• **Direction**: Could you give every line of the records below as a Markdown table with the columns No. and Text, numbering the rows and leaving out blank lines?

• **Data records**:
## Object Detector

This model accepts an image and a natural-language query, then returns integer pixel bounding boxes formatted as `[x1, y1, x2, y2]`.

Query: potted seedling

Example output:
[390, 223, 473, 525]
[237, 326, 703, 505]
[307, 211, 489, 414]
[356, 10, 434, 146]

• **Exercise solution**:
| No. | Text |
|---|---|
| 1 | ## Object Detector |
| 2 | This model accepts an image and a natural-language query, then returns integer pixel bounding boxes formatted as `[x1, y1, x2, y2]`. |
| 3 | Query: potted seedling |
| 4 | Example output: |
| 5 | [390, 223, 473, 525] |
| 6 | [237, 326, 703, 505] |
| 7 | [307, 211, 489, 414] |
| 8 | [356, 10, 434, 146] |